EXTRACTED RECORDS:
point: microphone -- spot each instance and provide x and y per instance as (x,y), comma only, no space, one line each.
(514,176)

...

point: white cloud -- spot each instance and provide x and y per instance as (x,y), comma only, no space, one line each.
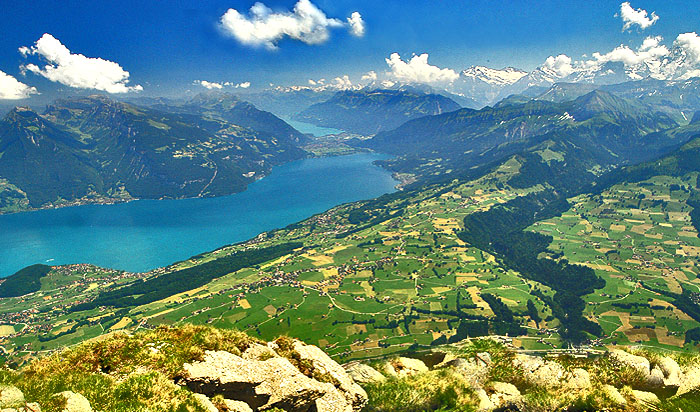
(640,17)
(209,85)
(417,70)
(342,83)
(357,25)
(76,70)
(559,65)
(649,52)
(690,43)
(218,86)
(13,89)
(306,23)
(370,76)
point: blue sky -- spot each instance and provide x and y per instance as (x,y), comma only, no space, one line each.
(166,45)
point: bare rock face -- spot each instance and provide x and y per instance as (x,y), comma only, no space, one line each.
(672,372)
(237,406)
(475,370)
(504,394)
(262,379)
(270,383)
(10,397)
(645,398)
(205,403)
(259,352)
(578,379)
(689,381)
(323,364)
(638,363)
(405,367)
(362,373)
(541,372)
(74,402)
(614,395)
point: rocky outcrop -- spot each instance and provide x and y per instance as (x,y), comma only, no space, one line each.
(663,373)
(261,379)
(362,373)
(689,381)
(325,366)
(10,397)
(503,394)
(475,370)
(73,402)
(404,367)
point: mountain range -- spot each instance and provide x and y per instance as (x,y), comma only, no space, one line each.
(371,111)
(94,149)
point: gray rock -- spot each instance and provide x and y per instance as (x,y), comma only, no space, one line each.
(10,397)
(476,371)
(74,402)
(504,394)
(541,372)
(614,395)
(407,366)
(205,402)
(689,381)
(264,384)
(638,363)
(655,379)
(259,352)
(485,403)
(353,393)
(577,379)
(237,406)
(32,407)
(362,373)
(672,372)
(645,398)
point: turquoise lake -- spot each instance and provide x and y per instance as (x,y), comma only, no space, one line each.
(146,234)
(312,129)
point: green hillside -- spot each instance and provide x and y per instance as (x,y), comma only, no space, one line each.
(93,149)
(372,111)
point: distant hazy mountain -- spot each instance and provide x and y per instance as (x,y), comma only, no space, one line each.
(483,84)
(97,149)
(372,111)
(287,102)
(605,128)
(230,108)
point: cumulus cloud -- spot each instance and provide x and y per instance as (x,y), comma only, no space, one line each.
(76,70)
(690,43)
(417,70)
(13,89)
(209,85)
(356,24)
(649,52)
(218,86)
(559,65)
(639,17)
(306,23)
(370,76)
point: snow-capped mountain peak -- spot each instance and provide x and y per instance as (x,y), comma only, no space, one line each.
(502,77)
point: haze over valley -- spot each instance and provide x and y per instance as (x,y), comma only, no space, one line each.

* * *

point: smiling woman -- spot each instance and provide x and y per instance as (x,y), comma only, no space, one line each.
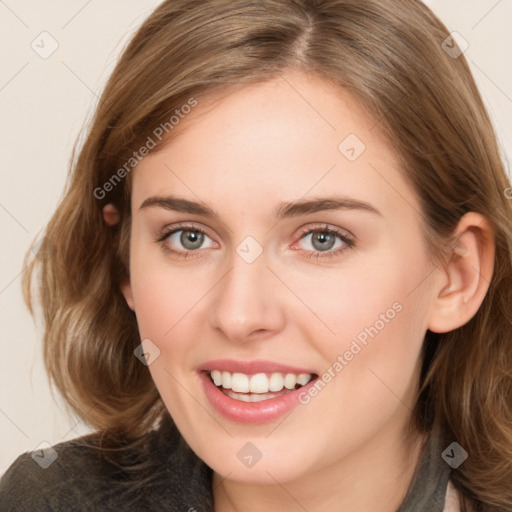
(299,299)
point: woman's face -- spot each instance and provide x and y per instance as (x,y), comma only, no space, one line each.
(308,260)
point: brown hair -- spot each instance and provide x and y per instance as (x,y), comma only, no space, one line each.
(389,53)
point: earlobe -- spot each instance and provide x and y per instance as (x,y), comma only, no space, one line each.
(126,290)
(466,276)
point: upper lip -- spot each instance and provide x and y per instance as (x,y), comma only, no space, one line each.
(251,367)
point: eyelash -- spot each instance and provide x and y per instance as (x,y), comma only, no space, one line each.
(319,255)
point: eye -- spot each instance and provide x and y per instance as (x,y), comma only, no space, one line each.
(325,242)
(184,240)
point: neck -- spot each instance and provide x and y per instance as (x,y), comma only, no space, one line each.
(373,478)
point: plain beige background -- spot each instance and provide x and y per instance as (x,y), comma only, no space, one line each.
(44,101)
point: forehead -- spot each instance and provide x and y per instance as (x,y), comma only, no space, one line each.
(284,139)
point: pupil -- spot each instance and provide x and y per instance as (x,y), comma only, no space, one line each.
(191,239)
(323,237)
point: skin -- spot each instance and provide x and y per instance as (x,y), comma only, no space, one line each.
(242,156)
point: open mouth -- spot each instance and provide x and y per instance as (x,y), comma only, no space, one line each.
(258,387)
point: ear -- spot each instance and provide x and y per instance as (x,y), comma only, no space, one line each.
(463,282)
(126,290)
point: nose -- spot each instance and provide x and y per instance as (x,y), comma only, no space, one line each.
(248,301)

GIVEN INSTRUCTION: Pick out every line in the entries above that contains the word "mountain", and copy each one as it appears.

RESPONSE BELOW:
point: mountain range -- spot each instance and provide x and y per instance as (x,y), comma only, no space, one line each.
point: distant hazy mountain -- spot each instance and provide x and y per instance as (x,y), comma only, no space, one line each.
point: snow-capped mountain peak -- spot each instance and provide x and y per instance as (x,y), comma only, no space, one line each.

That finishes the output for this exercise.